Rewrite all of the rows below in full, leaving out the pictures, and offset every x and y coordinate in the answers by adding 120 to it.

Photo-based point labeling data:
>> BEGIN
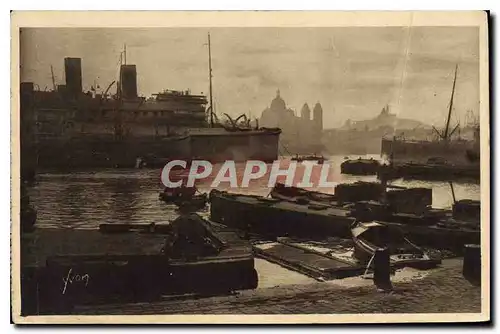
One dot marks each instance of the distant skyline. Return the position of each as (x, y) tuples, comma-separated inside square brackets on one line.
[(353, 72)]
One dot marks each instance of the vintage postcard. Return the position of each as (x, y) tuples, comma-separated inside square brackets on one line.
[(250, 167)]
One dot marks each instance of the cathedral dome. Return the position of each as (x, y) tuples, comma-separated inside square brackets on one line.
[(278, 103)]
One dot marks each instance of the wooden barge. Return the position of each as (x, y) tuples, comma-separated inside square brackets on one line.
>> END
> [The answer]
One dot marks each instance of the distant skyline. Return the position of each as (x, y) tuples, comma-separated inside square brackets on one line.
[(473, 192)]
One dot marks each instance of the vintage postcard. Return the position of each as (x, y) tuples, comma-separated inside square brackets on one line.
[(370, 287)]
One dot marks each instance of the cathedral dome. Return the position of each as (x, y) tuples, comma-separated inside square brackets on one line.
[(398, 223)]
One dot marks each instance of the wooden barge. Return the position of each as (x, y) tuples, comma-separated inside square brackets on one line.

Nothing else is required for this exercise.